• **Material for the task**:
_ _ _ _ _ _ _

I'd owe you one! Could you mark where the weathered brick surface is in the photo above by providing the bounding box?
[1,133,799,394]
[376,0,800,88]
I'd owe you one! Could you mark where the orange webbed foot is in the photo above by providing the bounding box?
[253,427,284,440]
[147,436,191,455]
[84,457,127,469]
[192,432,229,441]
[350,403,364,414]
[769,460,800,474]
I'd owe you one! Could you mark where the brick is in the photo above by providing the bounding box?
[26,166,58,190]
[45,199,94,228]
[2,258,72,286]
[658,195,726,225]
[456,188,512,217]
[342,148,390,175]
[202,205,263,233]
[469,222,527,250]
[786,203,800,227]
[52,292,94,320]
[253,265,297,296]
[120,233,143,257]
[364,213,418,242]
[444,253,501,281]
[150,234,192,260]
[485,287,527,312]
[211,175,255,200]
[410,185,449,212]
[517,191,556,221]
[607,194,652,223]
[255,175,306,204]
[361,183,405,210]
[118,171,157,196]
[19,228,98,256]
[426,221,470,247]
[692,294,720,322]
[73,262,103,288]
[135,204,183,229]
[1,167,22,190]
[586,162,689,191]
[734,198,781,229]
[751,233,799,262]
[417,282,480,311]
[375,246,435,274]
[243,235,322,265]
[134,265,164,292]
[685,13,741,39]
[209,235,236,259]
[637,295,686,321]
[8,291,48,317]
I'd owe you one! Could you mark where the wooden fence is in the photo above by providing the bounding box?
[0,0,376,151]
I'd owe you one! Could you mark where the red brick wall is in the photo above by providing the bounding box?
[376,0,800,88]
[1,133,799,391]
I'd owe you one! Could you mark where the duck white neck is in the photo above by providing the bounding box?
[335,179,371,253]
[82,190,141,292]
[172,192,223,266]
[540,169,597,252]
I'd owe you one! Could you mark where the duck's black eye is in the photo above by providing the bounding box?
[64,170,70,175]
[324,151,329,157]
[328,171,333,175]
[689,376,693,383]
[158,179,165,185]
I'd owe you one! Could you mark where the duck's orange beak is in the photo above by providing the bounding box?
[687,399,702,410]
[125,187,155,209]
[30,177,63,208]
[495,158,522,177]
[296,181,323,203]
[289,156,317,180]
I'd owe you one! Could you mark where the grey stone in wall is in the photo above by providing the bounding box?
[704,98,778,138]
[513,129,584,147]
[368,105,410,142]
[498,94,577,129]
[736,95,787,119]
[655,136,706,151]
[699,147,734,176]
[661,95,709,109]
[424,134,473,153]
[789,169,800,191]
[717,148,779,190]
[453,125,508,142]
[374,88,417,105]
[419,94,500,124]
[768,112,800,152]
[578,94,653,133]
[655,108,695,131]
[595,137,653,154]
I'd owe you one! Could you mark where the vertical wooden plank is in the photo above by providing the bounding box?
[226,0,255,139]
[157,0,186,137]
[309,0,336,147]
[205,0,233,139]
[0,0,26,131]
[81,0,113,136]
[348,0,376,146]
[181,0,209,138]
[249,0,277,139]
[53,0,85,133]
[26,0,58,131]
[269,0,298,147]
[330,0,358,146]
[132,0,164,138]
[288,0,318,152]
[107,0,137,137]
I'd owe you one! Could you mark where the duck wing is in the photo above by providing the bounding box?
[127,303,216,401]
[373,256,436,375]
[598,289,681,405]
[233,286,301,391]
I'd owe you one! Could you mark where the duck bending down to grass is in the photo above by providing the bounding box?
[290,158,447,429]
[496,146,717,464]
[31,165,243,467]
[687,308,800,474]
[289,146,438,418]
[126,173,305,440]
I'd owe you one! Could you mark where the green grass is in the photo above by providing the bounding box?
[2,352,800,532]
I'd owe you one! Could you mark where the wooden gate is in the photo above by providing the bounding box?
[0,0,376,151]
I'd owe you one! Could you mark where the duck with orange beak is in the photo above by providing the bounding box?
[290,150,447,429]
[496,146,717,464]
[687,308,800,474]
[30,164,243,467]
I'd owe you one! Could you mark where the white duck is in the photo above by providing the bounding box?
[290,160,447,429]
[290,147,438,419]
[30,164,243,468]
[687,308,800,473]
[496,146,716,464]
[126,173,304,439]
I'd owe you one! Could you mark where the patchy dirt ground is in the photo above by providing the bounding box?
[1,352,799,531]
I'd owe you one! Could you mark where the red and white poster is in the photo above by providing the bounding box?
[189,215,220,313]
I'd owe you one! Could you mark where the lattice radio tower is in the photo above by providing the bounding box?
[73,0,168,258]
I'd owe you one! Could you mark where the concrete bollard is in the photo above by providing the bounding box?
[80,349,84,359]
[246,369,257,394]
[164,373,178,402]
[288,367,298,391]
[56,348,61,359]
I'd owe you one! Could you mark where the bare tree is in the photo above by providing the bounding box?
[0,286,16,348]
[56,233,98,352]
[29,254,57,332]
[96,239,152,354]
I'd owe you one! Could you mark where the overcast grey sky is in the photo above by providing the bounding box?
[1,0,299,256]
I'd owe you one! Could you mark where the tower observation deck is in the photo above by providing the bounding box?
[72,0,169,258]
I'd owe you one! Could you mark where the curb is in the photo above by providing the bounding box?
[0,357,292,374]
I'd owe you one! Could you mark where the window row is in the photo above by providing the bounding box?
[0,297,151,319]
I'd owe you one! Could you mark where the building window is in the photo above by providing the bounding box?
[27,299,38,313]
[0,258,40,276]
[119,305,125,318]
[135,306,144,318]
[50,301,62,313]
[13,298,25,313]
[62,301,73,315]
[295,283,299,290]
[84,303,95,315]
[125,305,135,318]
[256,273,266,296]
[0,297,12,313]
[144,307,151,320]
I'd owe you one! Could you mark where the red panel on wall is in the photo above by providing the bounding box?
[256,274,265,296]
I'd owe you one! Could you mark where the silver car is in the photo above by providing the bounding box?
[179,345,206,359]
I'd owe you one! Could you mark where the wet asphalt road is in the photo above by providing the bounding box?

_ _ _ _ _ _ _

• **Required work**:
All of the material above should be repeated exactly.

• **The completed task**:
I'd owe you one! Could you mark where the weathered brick surface is in the photo above by providing the bounding box?
[1,133,799,394]
[376,0,800,88]
I'd owe you one! Could you mark where the orange webbed foot is in the photo above by providing the bounding box?
[253,427,284,440]
[147,436,191,455]
[84,457,127,469]
[192,432,229,441]
[350,403,364,414]
[769,460,800,474]
I'd owe you one! Could you mark where the brick is in the photo above by providing the bounding box?
[26,166,58,190]
[45,199,94,228]
[2,258,72,286]
[658,195,726,225]
[456,188,512,217]
[342,148,390,175]
[202,205,263,233]
[469,222,527,250]
[786,203,800,227]
[52,292,94,320]
[253,265,297,296]
[120,233,143,257]
[364,213,418,242]
[444,253,501,281]
[150,234,192,260]
[485,287,527,312]
[211,175,255,200]
[410,185,449,212]
[517,191,556,221]
[607,194,652,223]
[255,175,306,204]
[361,183,405,210]
[118,171,157,196]
[19,228,98,256]
[426,221,470,247]
[692,294,720,322]
[73,262,103,288]
[135,204,183,229]
[1,167,22,190]
[586,162,689,191]
[734,198,781,229]
[751,233,799,262]
[417,282,480,311]
[375,246,435,274]
[243,235,322,265]
[134,265,164,292]
[685,13,741,39]
[209,235,236,259]
[637,295,686,321]
[8,291,48,317]
I'd owe you one! Could you mark where the wooden fence is in the photo above by providing the bounding box?
[0,0,376,151]
I'd owe you one! Could you mark where the red brick wall is in the photo above by providing the bounding box?
[376,0,800,88]
[1,133,799,391]
I'd owe you one! Could you mark where the duck white neck is in the photo above by providing the bounding box?
[335,179,371,253]
[82,190,141,292]
[172,192,223,266]
[540,169,597,252]
I'd owe you one! Could you mark where the duck's black eye is in the photo above by providing the bounding box?
[64,170,70,175]
[324,151,329,157]
[328,171,333,175]
[689,376,693,383]
[158,179,165,185]
I'd owe you one! Could you mark where the duck's orange beak is in the photo above by providing the bounding box?
[687,399,702,410]
[125,187,155,209]
[30,177,63,208]
[495,158,522,177]
[296,181,323,203]
[289,156,317,180]
I'd owe you one! Could you mark where the grey stone in wall is in the photo above by providing the bounding box?
[704,98,778,138]
[513,129,584,147]
[368,105,410,142]
[498,94,577,129]
[736,95,787,119]
[655,136,706,151]
[699,147,734,176]
[661,95,709,109]
[424,134,473,153]
[789,169,800,191]
[717,148,779,190]
[453,125,508,142]
[374,88,417,105]
[419,94,500,124]
[768,112,800,152]
[578,94,653,133]
[655,108,695,131]
[595,137,653,154]
I'd owe you one! Could you mark where the vertical wooden plank is in the photo above by providing the bounding box?
[226,0,255,139]
[157,0,186,137]
[309,0,336,147]
[205,0,233,139]
[0,0,26,131]
[81,0,113,136]
[348,0,376,146]
[181,0,209,138]
[249,0,277,139]
[53,0,85,133]
[26,0,58,131]
[269,0,298,147]
[330,0,358,146]
[132,0,164,138]
[288,0,318,152]
[107,0,137,137]
I'd owe you one! Could you mark where the duck wing is in the photo above by providing the bounding box?
[127,303,216,401]
[373,256,436,375]
[598,289,681,405]
[233,286,301,391]
I'd owe you one! Could you mark where the duck bending down to grass is in the photo above by providing the bounding box?
[290,158,447,429]
[496,146,717,464]
[31,165,243,467]
[687,308,800,474]
[289,146,438,418]
[126,173,305,440]
I'd owe you one! Could you mark where the green grass is in the photo above by providing the bounding box?
[2,352,800,532]
I'd owe you one! Could you mark where the wooden gate is in the photo above by providing the bounding box?
[0,0,376,151]
I'd owe you one! Could you mark where the duck with orange beak is in the photo above by providing the bounding box?
[290,150,447,429]
[496,146,717,464]
[687,308,800,474]
[30,164,243,467]
I'd owe you one! Could you mark where the white duck is in the photo above by providing the bounding box?
[290,160,447,429]
[290,147,438,419]
[30,164,243,468]
[687,308,800,473]
[496,146,716,464]
[126,173,304,439]
I'd owe you one! Could you mark where the patchy dirt ground is in the photo above by providing the bounding box?
[1,352,799,531]
I'd owe you one! Could you mark where the red and white poster is in the photo above by providing the bounding box?
[189,215,220,313]
I'd owe you one! Could you mark where the lattice radio tower is in the photo above by providing the bounding box?
[73,0,168,258]
I'd owe you one! Could you mark where the concrete bollard is in the photo above by providing the bounding box?
[80,349,84,359]
[246,369,257,394]
[164,373,178,402]
[288,367,298,391]
[56,348,61,359]
I'd owe you one! Could you mark where the bare tree is in the photo above by providing the bounding box?
[0,286,16,348]
[56,233,98,352]
[29,254,57,332]
[96,239,152,354]
I'd owe you one! Could you mark where the overcast grey sky is in the photo above by providing the bounding box?
[1,0,299,256]
I'd owe you one! Could you mark where the tower observation deck is in the photo above by providing the bounding box?
[72,0,169,258]
I'd owe you one! Could you mark where the curb is in the photo above by providing the bounding box?
[0,357,292,374]
I'd owe you one! Could you mark where the window row is in the photo above by providing the bounding box?
[0,297,151,319]
I'd owe you one! Could you mark where the building window is in the photo above by providing the bounding box?
[27,299,38,313]
[0,258,40,276]
[119,305,125,318]
[135,306,144,318]
[50,301,62,313]
[13,298,25,313]
[62,301,73,315]
[295,283,299,290]
[84,303,95,315]
[125,305,135,318]
[256,273,266,296]
[0,297,12,313]
[144,307,151,320]
I'd owe you one! Could you mark where the red panel on wall is in the photo above by providing the bounding box?
[256,274,265,296]
I'd owe you one! Could you mark where the silver car is in the photo above by providing the bounding box?
[179,345,206,359]
I'd owe you one! Could you mark where the wet asphalt road is in the photo above by providing the bounding box?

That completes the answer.